Records drawn from a dataset:
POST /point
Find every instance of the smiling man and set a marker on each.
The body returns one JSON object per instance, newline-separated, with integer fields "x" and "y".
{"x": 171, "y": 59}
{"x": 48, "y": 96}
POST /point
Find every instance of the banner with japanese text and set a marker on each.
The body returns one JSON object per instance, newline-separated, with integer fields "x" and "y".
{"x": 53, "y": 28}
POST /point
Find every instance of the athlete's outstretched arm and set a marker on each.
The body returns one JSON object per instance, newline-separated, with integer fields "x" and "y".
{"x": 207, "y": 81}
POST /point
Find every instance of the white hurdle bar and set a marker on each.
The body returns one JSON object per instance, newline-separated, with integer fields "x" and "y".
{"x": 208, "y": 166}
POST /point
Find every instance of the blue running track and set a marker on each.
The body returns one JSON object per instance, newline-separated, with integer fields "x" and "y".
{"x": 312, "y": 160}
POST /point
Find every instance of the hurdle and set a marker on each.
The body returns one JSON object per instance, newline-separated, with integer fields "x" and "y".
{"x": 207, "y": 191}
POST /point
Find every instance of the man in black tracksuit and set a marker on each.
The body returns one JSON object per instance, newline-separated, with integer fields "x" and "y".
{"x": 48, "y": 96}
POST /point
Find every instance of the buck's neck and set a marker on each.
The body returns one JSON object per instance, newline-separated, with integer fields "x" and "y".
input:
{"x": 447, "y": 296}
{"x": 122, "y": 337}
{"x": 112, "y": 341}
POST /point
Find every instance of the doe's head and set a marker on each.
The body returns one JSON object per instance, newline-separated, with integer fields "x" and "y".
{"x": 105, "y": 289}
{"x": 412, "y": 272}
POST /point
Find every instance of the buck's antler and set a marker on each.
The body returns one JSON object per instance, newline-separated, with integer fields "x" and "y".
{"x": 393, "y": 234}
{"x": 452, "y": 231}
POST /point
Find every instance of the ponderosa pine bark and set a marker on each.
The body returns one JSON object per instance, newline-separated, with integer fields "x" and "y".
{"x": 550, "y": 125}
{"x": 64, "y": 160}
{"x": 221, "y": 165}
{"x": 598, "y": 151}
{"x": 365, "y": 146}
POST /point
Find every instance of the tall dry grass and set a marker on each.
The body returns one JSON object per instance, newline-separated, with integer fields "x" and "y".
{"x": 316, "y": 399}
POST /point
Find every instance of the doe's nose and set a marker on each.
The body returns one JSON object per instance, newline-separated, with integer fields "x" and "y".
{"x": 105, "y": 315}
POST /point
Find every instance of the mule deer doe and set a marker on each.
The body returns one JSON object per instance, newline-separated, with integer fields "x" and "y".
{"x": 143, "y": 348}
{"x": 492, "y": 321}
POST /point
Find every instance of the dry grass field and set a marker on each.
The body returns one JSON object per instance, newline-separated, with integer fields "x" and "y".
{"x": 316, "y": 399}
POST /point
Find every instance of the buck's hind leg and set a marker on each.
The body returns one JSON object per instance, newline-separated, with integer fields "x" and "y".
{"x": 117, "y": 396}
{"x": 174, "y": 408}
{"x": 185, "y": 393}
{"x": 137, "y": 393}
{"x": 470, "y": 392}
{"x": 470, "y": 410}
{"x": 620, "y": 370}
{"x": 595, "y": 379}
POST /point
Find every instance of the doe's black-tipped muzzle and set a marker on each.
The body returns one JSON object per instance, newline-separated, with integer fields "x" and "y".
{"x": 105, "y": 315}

=== What the task requires ===
After reading the data above, return it verbatim in full.

=== Solution ===
POST /point
Find every instance of the smiling man and set a marker on each.
The body returns one JSON object per instance, newline-separated, with integer fields "x" and "y".
{"x": 171, "y": 59}
{"x": 48, "y": 96}
POST /point
Find every instance of the banner with japanese text and set a marker on each.
The body returns one JSON object per instance, newline-separated, with integer fields "x" and "y".
{"x": 53, "y": 28}
POST /point
Find every instance of the athlete's outstretched arm and set a marker on each.
The body returns one JSON object per instance, newline-separated, with integer fields "x" and "y".
{"x": 207, "y": 81}
POST /point
Find every instance of the white hurdle bar and set a marker on each.
The body returns one JSON object per instance, newline-separated, with integer fields "x" and "y".
{"x": 208, "y": 166}
POST /point
Find every instance of the blue running track and set a marker on each.
The body returns one JSON object per instance, newline-separated, with integer fields "x" and "y".
{"x": 312, "y": 160}
POST /point
Find every instance of the hurdle and set a marker on each.
The body returns one JSON object per instance, newline-separated, with integer fields "x" and "y".
{"x": 207, "y": 191}
POST /point
Find every instance of the man in black tracksuit and set a marker on each.
The body returns one JSON object per instance, newline-separated, with integer fields "x" and "y".
{"x": 48, "y": 96}
POST /point
Find every instance of the buck's neck and set a marker on each.
The body returns one JSON object per instance, newline-separated, with integer fields "x" and "y".
input:
{"x": 447, "y": 296}
{"x": 122, "y": 337}
{"x": 112, "y": 341}
POST /point
Find every instance of the doe's head and set a marker on each.
The body returns one JSON object per instance, newline-separated, with integer fields "x" and "y".
{"x": 105, "y": 289}
{"x": 412, "y": 272}
POST /point
Find every instance of the buck's antler and set a marker on each.
The body returns one JSON object per instance, newline-separated, with integer fields "x" and "y".
{"x": 393, "y": 234}
{"x": 452, "y": 231}
POST /point
Find every instance of the ponderosa pine bark and set a marker on each.
The body returns one JSON object per instance, newline-separated, with integer fields "x" and "y".
{"x": 550, "y": 125}
{"x": 64, "y": 160}
{"x": 221, "y": 165}
{"x": 598, "y": 151}
{"x": 365, "y": 146}
POST /point
Find every instance of the tall dry grass and set a marker on each.
The body returns one JSON object per instance, newline-separated, with integer fields "x" and "y".
{"x": 316, "y": 399}
POST /point
Find every instance of the doe's nose and set a marker on each.
The body returns one JSON object per instance, newline-separated, with integer fields "x" and "y".
{"x": 105, "y": 315}
POST /point
Find every instance of the mule deer doe and set a marker on each.
The body returns one JSON object per instance, newline-separated, with integer fields "x" and "y".
{"x": 143, "y": 348}
{"x": 492, "y": 321}
POST /point
Find every instance of the dry grass field and set a marker on each.
The body returns one JSON object per instance, newline-separated, with integer fields "x" and "y".
{"x": 316, "y": 399}
POST /point
Find every instance of the buck's hind leg and set a marker on each.
The body returns one JSON object per instance, newline-separated, with integer fields "x" and "y".
{"x": 117, "y": 396}
{"x": 174, "y": 408}
{"x": 185, "y": 393}
{"x": 137, "y": 393}
{"x": 470, "y": 392}
{"x": 470, "y": 410}
{"x": 620, "y": 370}
{"x": 595, "y": 379}
POST /point
Find every instance of the doe's black-tipped muzzle and set a marker on each.
The body returns one JSON object per instance, newline-separated, with integer fields "x" and "y".
{"x": 105, "y": 315}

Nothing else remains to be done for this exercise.